» **GOAL OF THE EXERCISE**
Which lines run from the one containing "Each instance of the crowd" to the end of the entries? Quote them exactly, and nothing else.

Records from a data source
· · ·

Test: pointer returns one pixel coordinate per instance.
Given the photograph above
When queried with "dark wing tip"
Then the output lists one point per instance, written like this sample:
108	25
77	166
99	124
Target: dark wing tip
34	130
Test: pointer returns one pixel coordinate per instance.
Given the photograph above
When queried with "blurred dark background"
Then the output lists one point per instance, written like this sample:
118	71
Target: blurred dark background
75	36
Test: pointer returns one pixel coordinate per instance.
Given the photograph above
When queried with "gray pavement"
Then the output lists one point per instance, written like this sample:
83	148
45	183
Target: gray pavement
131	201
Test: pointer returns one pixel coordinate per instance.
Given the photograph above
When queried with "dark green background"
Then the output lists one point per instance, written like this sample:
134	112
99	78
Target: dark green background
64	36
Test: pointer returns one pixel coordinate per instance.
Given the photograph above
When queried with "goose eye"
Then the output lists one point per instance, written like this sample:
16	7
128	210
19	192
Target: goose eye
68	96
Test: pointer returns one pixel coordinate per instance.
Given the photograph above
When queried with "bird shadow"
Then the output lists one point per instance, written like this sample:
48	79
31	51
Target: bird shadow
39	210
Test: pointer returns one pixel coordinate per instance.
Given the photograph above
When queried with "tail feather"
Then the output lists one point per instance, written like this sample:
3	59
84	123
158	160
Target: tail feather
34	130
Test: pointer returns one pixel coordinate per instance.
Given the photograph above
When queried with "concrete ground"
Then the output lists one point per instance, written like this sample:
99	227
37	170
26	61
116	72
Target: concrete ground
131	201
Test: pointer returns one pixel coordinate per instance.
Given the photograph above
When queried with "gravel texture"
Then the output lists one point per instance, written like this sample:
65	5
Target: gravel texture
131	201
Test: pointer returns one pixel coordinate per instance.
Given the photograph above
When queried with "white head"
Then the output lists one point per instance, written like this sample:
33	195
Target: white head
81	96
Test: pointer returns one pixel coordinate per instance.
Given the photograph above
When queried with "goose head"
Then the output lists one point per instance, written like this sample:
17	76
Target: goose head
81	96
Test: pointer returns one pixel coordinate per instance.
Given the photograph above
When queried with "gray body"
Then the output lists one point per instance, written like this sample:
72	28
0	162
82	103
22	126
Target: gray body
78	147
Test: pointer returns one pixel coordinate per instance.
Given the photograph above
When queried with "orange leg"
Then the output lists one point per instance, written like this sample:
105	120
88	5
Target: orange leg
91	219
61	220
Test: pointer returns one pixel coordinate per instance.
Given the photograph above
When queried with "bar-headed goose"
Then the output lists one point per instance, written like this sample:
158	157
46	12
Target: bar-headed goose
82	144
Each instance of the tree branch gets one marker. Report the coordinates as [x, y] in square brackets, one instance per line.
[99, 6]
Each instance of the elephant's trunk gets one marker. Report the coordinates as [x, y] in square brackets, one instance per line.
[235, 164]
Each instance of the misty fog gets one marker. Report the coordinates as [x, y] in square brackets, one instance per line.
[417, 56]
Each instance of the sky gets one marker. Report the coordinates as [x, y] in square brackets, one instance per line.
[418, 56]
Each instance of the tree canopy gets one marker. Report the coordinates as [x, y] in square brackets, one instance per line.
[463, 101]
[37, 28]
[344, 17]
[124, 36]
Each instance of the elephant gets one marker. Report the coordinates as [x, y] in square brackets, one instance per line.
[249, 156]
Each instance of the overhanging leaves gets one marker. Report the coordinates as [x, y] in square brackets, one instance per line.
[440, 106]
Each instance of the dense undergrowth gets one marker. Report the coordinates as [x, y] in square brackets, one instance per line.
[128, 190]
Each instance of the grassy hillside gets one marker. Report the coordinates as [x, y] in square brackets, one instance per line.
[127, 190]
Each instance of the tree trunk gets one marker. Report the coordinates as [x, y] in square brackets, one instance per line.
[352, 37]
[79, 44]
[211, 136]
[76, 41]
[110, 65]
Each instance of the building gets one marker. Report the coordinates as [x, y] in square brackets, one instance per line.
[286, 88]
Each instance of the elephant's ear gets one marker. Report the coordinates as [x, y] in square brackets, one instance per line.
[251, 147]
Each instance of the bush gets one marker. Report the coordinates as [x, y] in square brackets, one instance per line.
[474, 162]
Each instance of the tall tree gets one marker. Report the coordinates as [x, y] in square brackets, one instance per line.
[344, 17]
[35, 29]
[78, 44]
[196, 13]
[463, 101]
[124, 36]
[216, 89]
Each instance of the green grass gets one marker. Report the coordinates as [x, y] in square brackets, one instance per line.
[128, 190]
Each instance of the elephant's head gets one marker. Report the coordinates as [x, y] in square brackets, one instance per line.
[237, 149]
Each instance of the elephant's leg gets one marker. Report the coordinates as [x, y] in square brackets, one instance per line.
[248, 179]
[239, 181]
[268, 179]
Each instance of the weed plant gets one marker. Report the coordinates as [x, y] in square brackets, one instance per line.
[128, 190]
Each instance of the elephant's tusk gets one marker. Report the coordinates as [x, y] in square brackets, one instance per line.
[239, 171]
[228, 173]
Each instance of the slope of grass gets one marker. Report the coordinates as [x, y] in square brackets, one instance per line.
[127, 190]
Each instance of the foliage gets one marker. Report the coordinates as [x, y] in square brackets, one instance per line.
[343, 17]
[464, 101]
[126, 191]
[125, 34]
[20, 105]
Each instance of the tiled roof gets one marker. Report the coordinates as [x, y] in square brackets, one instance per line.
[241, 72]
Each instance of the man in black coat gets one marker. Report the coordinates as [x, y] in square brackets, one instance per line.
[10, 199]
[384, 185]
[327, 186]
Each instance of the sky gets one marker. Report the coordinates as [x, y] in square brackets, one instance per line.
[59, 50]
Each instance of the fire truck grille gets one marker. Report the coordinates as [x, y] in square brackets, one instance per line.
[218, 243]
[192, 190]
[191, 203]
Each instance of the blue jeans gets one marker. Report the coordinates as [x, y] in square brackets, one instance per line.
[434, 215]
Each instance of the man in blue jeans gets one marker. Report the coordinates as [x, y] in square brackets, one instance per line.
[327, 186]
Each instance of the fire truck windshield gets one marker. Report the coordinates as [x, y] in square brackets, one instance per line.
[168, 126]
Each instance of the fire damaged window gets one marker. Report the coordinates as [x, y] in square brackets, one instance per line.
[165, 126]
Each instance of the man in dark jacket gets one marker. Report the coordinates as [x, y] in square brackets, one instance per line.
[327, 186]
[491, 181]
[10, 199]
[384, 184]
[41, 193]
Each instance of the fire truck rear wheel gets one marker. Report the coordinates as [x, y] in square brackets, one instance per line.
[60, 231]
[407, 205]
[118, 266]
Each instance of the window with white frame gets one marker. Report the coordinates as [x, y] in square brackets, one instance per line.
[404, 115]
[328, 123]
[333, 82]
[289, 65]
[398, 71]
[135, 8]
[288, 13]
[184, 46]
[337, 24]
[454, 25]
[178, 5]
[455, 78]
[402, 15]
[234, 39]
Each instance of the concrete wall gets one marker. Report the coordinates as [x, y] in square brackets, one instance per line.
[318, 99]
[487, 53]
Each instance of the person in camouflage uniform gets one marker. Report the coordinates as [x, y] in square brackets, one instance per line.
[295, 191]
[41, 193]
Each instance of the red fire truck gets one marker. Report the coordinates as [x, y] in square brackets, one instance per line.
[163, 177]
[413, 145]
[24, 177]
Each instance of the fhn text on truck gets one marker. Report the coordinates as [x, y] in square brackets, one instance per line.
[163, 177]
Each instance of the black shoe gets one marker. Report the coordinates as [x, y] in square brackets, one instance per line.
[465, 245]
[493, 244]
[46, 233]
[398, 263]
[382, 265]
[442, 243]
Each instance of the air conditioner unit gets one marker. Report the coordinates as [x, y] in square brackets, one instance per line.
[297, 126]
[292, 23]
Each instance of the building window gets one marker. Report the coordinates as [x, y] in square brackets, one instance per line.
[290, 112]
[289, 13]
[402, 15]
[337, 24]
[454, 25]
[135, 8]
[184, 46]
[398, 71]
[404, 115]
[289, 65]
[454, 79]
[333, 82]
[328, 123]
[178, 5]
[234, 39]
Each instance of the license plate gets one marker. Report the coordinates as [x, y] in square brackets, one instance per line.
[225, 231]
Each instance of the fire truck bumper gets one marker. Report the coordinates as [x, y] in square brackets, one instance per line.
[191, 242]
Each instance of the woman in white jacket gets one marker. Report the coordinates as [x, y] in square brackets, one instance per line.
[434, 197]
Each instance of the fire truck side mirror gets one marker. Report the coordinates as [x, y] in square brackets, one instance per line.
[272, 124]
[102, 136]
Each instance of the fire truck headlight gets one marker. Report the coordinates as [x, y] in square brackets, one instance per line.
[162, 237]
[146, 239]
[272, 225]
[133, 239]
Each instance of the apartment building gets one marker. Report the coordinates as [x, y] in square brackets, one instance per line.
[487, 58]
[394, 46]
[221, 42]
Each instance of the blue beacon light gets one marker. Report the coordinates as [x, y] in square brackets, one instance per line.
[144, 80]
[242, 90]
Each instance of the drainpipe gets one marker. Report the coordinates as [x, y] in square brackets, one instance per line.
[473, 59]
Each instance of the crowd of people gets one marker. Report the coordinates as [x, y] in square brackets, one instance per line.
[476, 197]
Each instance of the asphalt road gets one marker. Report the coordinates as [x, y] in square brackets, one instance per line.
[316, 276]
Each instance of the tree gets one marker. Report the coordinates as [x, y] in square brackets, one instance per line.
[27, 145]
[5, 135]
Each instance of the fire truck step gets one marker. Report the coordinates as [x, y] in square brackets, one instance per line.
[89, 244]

· · ·

» **WORKED ANSWER**
Each instance of the crowd of people gets one marker. Report the coordinates as [x, y] in square brackets, one instance per line.
[476, 197]
Each instance of the asphalt road gets one marker. Report the coordinates as [x, y] in square brackets, one instance per line.
[316, 276]
Each instance of the tree gets one marker. Report the coordinates as [x, y] in square brackets, one instance per line.
[27, 145]
[5, 135]
Each instance of the fire truck step gets one marker. Report the coordinates as [x, y] in square brackets, one instance per line.
[89, 244]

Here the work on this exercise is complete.